Print the listing as it stands, omitting all images.

Records from a point labeling set |

* Begin *

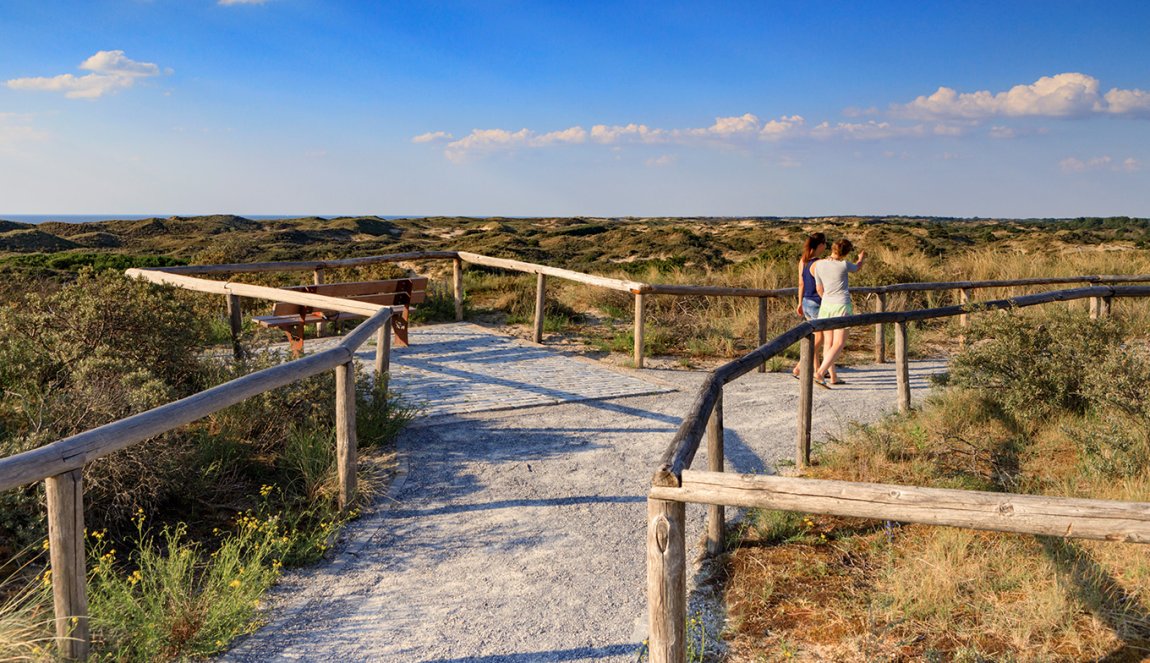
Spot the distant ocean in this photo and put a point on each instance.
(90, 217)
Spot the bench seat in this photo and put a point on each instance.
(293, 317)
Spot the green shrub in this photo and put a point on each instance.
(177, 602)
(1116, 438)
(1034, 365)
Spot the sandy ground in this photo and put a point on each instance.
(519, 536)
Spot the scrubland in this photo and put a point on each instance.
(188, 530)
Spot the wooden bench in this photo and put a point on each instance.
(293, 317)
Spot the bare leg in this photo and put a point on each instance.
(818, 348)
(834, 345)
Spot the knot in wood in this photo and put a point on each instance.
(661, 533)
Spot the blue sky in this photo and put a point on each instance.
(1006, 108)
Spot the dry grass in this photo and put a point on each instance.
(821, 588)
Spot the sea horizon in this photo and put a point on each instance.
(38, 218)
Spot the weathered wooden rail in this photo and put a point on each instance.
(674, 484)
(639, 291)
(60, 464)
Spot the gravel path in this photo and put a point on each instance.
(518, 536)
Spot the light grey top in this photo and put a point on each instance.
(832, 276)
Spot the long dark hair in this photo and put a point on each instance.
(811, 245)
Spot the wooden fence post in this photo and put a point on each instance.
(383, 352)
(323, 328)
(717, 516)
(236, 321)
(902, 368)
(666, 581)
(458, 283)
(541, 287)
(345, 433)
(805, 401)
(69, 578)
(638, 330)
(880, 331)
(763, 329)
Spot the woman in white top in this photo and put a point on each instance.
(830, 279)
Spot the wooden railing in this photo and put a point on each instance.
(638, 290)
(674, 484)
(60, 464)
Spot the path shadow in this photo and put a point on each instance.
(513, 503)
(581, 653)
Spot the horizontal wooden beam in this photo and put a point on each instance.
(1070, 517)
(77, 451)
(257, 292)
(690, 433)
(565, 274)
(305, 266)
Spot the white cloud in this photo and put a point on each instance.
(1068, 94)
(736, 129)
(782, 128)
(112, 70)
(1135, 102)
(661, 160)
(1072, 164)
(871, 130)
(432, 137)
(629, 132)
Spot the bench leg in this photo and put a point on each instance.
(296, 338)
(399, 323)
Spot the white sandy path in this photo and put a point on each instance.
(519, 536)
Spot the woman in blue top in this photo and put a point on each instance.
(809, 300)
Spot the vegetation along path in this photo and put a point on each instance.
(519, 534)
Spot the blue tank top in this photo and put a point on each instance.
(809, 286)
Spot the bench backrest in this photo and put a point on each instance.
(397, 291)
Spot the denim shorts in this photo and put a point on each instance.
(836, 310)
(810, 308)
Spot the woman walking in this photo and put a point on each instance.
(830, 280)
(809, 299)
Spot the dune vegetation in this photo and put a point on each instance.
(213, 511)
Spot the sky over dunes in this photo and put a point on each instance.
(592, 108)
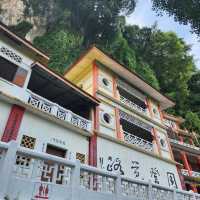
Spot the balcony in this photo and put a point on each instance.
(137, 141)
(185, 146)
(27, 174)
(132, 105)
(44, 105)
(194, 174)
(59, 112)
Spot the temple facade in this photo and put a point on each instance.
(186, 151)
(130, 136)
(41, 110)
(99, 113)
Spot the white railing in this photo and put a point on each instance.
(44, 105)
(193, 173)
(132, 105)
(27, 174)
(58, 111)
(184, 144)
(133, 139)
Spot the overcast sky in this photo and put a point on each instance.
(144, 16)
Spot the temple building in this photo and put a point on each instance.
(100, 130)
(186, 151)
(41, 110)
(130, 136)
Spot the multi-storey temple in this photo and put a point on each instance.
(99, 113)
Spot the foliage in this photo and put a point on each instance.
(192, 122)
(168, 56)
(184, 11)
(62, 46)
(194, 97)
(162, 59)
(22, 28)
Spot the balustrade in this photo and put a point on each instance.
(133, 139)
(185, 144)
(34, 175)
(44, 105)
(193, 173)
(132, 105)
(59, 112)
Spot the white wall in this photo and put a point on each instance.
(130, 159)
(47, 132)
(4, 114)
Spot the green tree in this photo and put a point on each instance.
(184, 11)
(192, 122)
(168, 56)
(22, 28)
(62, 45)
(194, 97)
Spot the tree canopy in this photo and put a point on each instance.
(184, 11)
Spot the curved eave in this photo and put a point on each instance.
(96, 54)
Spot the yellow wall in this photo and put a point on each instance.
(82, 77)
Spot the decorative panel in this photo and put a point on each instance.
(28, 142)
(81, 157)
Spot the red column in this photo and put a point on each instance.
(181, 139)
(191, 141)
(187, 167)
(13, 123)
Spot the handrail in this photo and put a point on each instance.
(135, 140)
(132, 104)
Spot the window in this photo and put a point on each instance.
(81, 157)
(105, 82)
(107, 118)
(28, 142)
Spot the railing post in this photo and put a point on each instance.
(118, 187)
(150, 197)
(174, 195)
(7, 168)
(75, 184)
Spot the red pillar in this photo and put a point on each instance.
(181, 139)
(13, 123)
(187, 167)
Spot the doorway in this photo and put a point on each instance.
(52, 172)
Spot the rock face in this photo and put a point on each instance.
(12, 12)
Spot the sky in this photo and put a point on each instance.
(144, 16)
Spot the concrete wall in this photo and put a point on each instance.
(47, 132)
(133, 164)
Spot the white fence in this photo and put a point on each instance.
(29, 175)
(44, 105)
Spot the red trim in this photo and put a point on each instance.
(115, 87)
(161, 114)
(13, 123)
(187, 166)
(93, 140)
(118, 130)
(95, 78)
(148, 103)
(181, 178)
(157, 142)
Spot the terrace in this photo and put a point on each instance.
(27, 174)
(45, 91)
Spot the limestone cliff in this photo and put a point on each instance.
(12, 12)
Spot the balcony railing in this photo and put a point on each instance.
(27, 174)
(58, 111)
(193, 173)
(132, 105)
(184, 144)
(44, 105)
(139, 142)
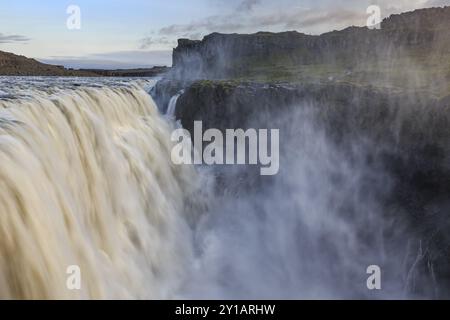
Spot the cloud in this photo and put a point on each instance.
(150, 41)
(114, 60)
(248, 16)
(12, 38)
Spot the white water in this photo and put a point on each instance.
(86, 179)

* End *

RESPONSE TO THE EXERCISE |
Spot the distant ocean in this photo and put a point on each instance.
(90, 217)
Spot the bench seat in this photo and put a point on each instance.
(293, 317)
Spot the green shrub in this photo and put a point on each instance.
(177, 602)
(1116, 438)
(1034, 365)
Spot the sandy ground in this photo and put a point on each instance.
(519, 536)
Spot the scrubland in this photo and put a point on each instance.
(188, 530)
Spot the wooden bench in this photo and put a point on each instance.
(293, 317)
Spot the bare leg in this photo and put a point on each instance.
(818, 348)
(834, 345)
Spot the knot in wood in this photo and put a point on each instance.
(661, 533)
Spot the blue sky in this photo and put a point on each instance.
(1006, 108)
Spot the dry grass in this photo and put a point on each instance.
(821, 588)
Spot the sea horizon in this photo and put a point on each instance.
(38, 218)
Spot the weathered wooden rail in this photo and put a point on each instance.
(674, 484)
(639, 291)
(60, 464)
Spot the gravel path in this photo and put a point on each instance.
(518, 536)
Spot the light grey top in this photo and put a point on each instance.
(832, 276)
Spot the long dark hair in this photo and put a point on each instance.
(811, 245)
Spot the wooden fence post in this photo and put a point on each instance.
(383, 352)
(323, 328)
(717, 516)
(236, 321)
(902, 368)
(666, 581)
(458, 283)
(541, 287)
(345, 433)
(805, 401)
(69, 578)
(638, 330)
(880, 331)
(763, 329)
Spot the woman in white top in this photo and put a point on each instance.
(830, 279)
Spot the wooden railing in this photo and put a point on each instance.
(638, 290)
(674, 484)
(60, 464)
Spot the path shadow in this photo and put a point on each instance.
(513, 503)
(581, 653)
Spot the horizontal wooden beam in this photo and put a point on each instance.
(1070, 517)
(77, 451)
(257, 292)
(690, 433)
(565, 274)
(305, 266)
Spot the white cloud in this photo and put a point on each instance.
(1068, 94)
(736, 129)
(782, 128)
(112, 70)
(1135, 102)
(661, 160)
(1072, 164)
(871, 130)
(432, 137)
(629, 132)
Spot the bench leg in this photo and put a point on each instance.
(296, 338)
(399, 323)
Spot the white sandy path in this photo and put a point on each instance.
(519, 536)
Spot the woman in blue top in this photo and put a point on each instance.
(809, 300)
Spot the vegetation along path in this photo and put a point on each instance.
(519, 534)
Spot the blue tank top in this photo and put a point on each instance.
(809, 286)
Spot the bench backrest in this photo and put a point on each instance.
(397, 291)
Spot the denim shorts in this photo and put a point on each instance.
(836, 310)
(810, 308)
Spot the woman walking in this photo and put a point on each instance.
(830, 280)
(809, 299)
Spot the dune vegetation in this photo and put a point on each instance.
(213, 511)
Spot the sky over dunes in this photo and put a point on each instance.
(592, 108)
Spot the balcony in this photo and put a point on each instance.
(137, 141)
(185, 146)
(27, 174)
(132, 105)
(44, 105)
(194, 174)
(59, 112)
Spot the temple facade in this photo and put a point on each instance.
(186, 151)
(130, 136)
(41, 110)
(99, 113)
Spot the white railing in this photo and put a point on each instance.
(44, 105)
(193, 173)
(132, 105)
(27, 174)
(58, 111)
(184, 144)
(133, 139)
Spot the overcast sky in this photo and put a point on each instance.
(144, 16)
Spot the temple building in this photo and put a point on each instance.
(100, 130)
(186, 151)
(41, 110)
(130, 136)
Spot the multi-storey temple in this photo and put a point on each instance.
(99, 113)
Spot the foliage in this photo and put a point on each instance.
(192, 122)
(168, 56)
(184, 11)
(62, 46)
(194, 97)
(162, 59)
(22, 28)
Spot the balustrade in this photo and put a point on each instance.
(133, 139)
(185, 144)
(34, 175)
(44, 105)
(193, 173)
(132, 105)
(59, 112)
Spot the white wall in this photo and put a point on each instance.
(130, 159)
(47, 132)
(4, 114)
Spot the green tree in this photo and put a point on each instance.
(184, 11)
(192, 122)
(168, 56)
(22, 28)
(62, 45)
(194, 97)
Spot the tree canopy in this photo and put a point on each instance.
(184, 11)
Spot the curved eave in this photo and put a point on each instance.
(96, 54)
Spot the yellow wall in this photo and put a point on each instance.
(82, 77)
Spot the decorative panel in this photo and put a point on each instance.
(28, 142)
(81, 157)
Spot the red column in this photo and put a point on each instance.
(181, 139)
(191, 141)
(187, 167)
(13, 123)
Spot the handrail in this photo and put a point on each instance.
(135, 140)
(132, 104)
Spot the window in this photo and put a point on each instance.
(81, 157)
(105, 82)
(107, 118)
(28, 142)
Spot the railing post in this photo and put a point on each instance.
(118, 187)
(150, 197)
(174, 195)
(7, 168)
(75, 184)
Spot the red pillar in this photo and put a point on each instance.
(181, 139)
(13, 123)
(187, 167)
Spot the doorway in this photo and put a point on each instance.
(52, 172)
Spot the rock face in this photo and put a point on each instance.
(12, 12)
Spot the sky in this photo and put a point on each instance.
(144, 16)
Spot the concrete wall in this photo and put a point on each instance.
(47, 132)
(133, 164)
Spot the white fence in this photo and put a point on each instance.
(29, 175)
(44, 105)
Spot the red trim in this photo and put a point on each instance.
(115, 87)
(161, 114)
(13, 123)
(187, 166)
(93, 140)
(118, 130)
(95, 78)
(148, 103)
(181, 178)
(157, 142)
Spot the terrace in this photo and put a point on each instance.
(27, 174)
(45, 91)
Spot the limestone cliff in this photo and put a point on each instance.
(12, 12)
Spot the balcony railing in this photo and put a point on each instance.
(27, 174)
(58, 111)
(193, 173)
(132, 105)
(184, 144)
(44, 105)
(139, 142)
Spot the cloud in this photo and put a point on each instance.
(150, 41)
(114, 60)
(248, 16)
(12, 38)
Spot the white water in this photo and put a point on each instance.
(86, 179)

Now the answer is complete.